Çıkarılan Metin
########################################

Özlenen Rehber Dergisi

156.Sayı

Hakk'a Dönmek İçin Daima Açık Lütuf Kapısı 'Tevbe'

Furkan Karakurt Özlenen Rehber Dergisi 156. Sayı
Tevbe’nin manası:
Tevbe; insanın işlediği bir günah veya hatadan pişman olarak tekrar yapmamaya gayret etmesidir.
Diğer bir deyişle de tevbe; Allah ve Rasûlü’nün yapılmasını yasakladığı, dinimizce uygunsuz olan iş ve davranışları yapan kişinin aynı günahı bir daha yapmamaya karar verip bu hususta Cenâb-ı Hak’tan mağfiret istemesidir.
Bu konuyu Rabbimiz bizlere şöyle haber veriyor:
’Ey iman edenler! Hepiniz Allah’a tevbe edin ki kurtuluşa eresiniz.’1

Tevbe’nin şartları:
Tevbenin sahih olması için bazı şartlar vardır ki bunlardan biri eksik olsa hakiki manada tevbe edilmiş olmaz. Bu şartları şöyle sıralayabiliriz:
1- Yapılan kötü ameli terk etmek.
2- Onu yaptığına pişman olmak.
3- O günahı bir daha yapmamaya samimi olarak (kesin) karar vermek.
İşlenen günah, kul hakkını ilgilendiriyorsa ve bu hak mal ve benzeri bir şey ise onu sahibine iade eder. Mal cinsinden bir şey değilse helallik ister.

Allah (c.c.) Ğafûr’dur:
Tevbe, bizleri yeniden hayata bağlayan, karanlıktan çıkmamıza vesile olan, bizlere ümit ve yaşama isteği veren, Allah’a yöneltip imanımızı kuvvetlendiren, doğru ve dürüst davranmamızı sağlayan, hakkıyla yapıldığı halde imanî ve İslamî güzellikleri içinde barından bir yöneliştir.

########################################

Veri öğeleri
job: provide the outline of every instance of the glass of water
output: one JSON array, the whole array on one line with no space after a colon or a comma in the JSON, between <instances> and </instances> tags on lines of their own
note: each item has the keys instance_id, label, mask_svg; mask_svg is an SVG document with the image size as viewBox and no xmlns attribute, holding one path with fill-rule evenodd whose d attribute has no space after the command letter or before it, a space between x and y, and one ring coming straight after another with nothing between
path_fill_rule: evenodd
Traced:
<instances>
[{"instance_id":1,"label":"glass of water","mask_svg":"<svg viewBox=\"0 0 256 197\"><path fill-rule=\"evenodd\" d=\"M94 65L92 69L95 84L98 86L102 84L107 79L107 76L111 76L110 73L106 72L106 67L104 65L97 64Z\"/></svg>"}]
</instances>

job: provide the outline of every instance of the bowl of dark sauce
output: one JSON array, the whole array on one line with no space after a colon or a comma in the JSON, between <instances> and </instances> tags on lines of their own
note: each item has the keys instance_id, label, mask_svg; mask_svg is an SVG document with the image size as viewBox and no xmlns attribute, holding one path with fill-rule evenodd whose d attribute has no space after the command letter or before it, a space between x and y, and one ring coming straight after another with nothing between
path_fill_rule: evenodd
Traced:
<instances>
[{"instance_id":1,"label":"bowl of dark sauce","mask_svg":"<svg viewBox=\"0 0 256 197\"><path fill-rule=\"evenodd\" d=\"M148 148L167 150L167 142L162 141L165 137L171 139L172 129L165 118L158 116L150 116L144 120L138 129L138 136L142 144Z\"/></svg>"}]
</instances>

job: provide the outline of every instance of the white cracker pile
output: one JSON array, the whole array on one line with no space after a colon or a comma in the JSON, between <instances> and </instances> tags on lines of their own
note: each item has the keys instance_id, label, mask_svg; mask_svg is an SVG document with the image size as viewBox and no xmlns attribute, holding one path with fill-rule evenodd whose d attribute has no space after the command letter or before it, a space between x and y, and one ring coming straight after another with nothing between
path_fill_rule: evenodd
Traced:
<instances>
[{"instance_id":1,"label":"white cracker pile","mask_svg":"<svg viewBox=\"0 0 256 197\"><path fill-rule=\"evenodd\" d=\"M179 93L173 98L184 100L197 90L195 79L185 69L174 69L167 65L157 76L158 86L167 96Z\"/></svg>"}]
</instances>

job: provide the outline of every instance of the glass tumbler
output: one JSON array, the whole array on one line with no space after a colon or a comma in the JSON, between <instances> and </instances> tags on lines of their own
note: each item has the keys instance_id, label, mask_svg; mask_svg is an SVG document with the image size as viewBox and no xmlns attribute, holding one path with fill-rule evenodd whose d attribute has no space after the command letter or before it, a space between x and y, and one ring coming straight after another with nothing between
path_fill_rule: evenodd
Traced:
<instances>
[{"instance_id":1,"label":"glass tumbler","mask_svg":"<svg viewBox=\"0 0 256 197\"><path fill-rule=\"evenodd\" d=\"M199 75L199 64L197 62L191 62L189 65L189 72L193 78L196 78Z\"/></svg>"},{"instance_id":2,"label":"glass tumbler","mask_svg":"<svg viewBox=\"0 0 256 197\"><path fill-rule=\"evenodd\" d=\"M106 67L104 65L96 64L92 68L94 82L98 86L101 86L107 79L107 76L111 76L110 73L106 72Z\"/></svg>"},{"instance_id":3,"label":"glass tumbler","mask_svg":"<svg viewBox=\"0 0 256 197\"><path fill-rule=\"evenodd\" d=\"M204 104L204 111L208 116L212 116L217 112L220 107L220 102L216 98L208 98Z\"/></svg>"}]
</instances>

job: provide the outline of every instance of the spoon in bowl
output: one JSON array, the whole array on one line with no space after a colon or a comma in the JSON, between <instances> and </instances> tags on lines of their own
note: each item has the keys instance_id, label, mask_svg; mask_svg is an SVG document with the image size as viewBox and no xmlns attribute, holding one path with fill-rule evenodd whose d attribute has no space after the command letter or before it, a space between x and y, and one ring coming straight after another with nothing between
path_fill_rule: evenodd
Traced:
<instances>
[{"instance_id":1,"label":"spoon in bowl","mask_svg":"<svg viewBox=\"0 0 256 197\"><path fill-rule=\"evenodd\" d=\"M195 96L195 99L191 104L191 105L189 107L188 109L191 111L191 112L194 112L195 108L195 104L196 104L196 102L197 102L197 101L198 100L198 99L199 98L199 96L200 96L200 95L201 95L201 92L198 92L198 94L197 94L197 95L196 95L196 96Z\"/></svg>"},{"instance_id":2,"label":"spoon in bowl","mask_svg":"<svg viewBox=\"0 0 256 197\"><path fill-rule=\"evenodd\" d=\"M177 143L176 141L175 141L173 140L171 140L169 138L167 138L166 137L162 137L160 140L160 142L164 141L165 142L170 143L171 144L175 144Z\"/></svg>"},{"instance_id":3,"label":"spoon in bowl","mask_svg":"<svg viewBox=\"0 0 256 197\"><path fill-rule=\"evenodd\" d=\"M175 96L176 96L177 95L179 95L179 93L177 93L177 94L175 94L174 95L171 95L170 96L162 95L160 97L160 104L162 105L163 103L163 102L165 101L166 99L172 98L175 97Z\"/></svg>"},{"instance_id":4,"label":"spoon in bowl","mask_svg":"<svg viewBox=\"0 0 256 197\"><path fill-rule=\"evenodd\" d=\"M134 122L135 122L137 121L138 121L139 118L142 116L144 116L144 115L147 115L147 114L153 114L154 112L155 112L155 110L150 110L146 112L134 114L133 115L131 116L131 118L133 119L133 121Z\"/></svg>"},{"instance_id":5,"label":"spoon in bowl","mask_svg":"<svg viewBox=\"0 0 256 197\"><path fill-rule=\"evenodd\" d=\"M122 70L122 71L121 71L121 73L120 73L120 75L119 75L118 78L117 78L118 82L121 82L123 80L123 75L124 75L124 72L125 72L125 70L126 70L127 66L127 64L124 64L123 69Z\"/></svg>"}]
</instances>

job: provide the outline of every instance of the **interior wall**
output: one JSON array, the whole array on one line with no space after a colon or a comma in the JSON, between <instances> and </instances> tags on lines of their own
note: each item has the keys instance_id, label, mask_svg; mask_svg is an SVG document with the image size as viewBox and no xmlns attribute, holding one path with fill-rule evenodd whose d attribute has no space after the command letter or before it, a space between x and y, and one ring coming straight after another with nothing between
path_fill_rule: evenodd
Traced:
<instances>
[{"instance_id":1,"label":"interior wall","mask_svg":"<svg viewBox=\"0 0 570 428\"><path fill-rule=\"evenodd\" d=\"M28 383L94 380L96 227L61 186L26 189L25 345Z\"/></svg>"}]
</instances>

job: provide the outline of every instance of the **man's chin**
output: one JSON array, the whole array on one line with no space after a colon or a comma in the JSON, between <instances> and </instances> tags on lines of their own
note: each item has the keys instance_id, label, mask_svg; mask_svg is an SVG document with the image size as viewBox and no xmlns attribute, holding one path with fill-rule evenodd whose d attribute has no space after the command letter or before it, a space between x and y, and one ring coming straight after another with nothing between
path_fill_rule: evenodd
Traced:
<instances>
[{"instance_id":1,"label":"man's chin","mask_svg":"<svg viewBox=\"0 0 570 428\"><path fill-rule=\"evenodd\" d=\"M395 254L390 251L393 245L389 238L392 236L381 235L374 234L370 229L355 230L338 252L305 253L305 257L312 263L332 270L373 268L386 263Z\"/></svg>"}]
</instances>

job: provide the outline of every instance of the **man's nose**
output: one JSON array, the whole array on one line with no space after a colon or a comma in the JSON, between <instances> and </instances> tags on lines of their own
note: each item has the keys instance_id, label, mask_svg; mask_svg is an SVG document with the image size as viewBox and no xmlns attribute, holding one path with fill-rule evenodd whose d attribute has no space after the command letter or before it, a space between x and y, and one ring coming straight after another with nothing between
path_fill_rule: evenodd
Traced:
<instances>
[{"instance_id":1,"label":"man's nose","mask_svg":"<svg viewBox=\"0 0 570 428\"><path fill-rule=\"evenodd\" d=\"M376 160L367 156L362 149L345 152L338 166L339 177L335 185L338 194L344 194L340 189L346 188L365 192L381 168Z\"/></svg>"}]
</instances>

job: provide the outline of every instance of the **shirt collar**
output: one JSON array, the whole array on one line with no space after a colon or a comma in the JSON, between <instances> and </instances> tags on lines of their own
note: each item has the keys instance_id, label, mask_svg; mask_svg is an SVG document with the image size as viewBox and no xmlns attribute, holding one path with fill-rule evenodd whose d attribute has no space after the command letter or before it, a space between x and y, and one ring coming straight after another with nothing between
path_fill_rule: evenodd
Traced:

########################################

Yapılacaklar
1. Tevbe konulu metinden "Hakk'a Dönmek İçin" ile başlayıp "(kesin) karar vermek." ile biten bölümü birebir kopyalayın.
2. Tevbe konulu metinde "Tevbe, bizleri yeniden hayata bağlayan" sözleriyle başlayan paragrafı, temel bilgilerini koruyarak madde listesine dönüştürün.
3. Tevbe konulu metni, gösterilen son cümleden sonrasını yazarak devam ettirin.

Nihai Sonuçlar
1.
Hakk'a Dönmek İçin Daima Açık Lütuf Kapısı 'Tevbe'

Furkan Karakurt Özlenen Rehber Dergisi 156. Sayı
Tevbe’nin manası:
Tevbe; insanın işlediği bir günah veya hatadan pişman olarak tekrar yapmamaya gayret etmesidir.
Diğer bir deyişle de tevbe; Allah ve Rasûlü’nün yapılmasını yasakladığı, dinimizce uygunsuz olan iş ve davranışları yapan kişinin aynı günahı bir daha yapmamaya karar verip bu hususta Cenâb-ı Hak’tan mağfiret istemesidir.
Bu konuyu Rabbimiz bizlere şöyle haber veriyor:
’Ey iman edenler! Hepiniz Allah’a tevbe edin ki kurtuluşa eresiniz.’1

Tevbe’nin şartları:
Tevbenin sahih olması için bazı şartlar vardır ki bunlardan biri eksik olsa hakiki manada tevbe edilmiş olmaz. Bu şartları şöyle sıralayabiliriz:
1- Yapılan kötü ameli terk etmek.
2- Onu yaptığına pişman olmak.
3- O günahı bir daha yapmamaya samimi olarak (kesin) karar vermek.

2.
Tevbe bir yöneliştir. Bu yöneliş:
- bizi yeniden hayata bağlar,
- karanlıktan çıkmamıza vesile olur,
- bize ümit ve yaşama isteği verir,
- bizi Allah'a yöneltip imanımızı kuvvetlendirir,
- doğru ve dürüst davranmamızı sağlar,
- hakkıyla yapıldığında imanî ve İslamî güzellikleri içinde barındırır.

3.
Nitekim Allah Teâlâ, Kur’ân-ı Kerim’de şöyle buyurmuştur:
’Ayetlerimize iman edenler sana geldikleri zaman (onlara) de ki: ’Selam olsun size! Rabbiniz kendi üzerine rahmeti (merhameti) yazdı. Şöyle ki: Sizden kim cahillikle bir kötülük işler de sonra peşinden tevbe eder, kendini düzeltirse (bilmiş olun ki) O, çok bağışlayandır, çok merhamet edendir.’2

Her kul günah işler:
Peygamberler dışında hiç kimse masum yani günahtan korunmuş değildir. Herkes günah işleyerek hata edebilir. Peygamber Efendimiz (s.a.v.) bu konuda:
’(Peygamberler dışında) Âdemoğlunun hepsi çok günah işleyicidir. Çok günah işleyenlerin en hayırlısı ise çokça tevbe edenlerdir.’3 buyurmak suretiyle tevbenin gerekliliğini bizlere açıklamıştır.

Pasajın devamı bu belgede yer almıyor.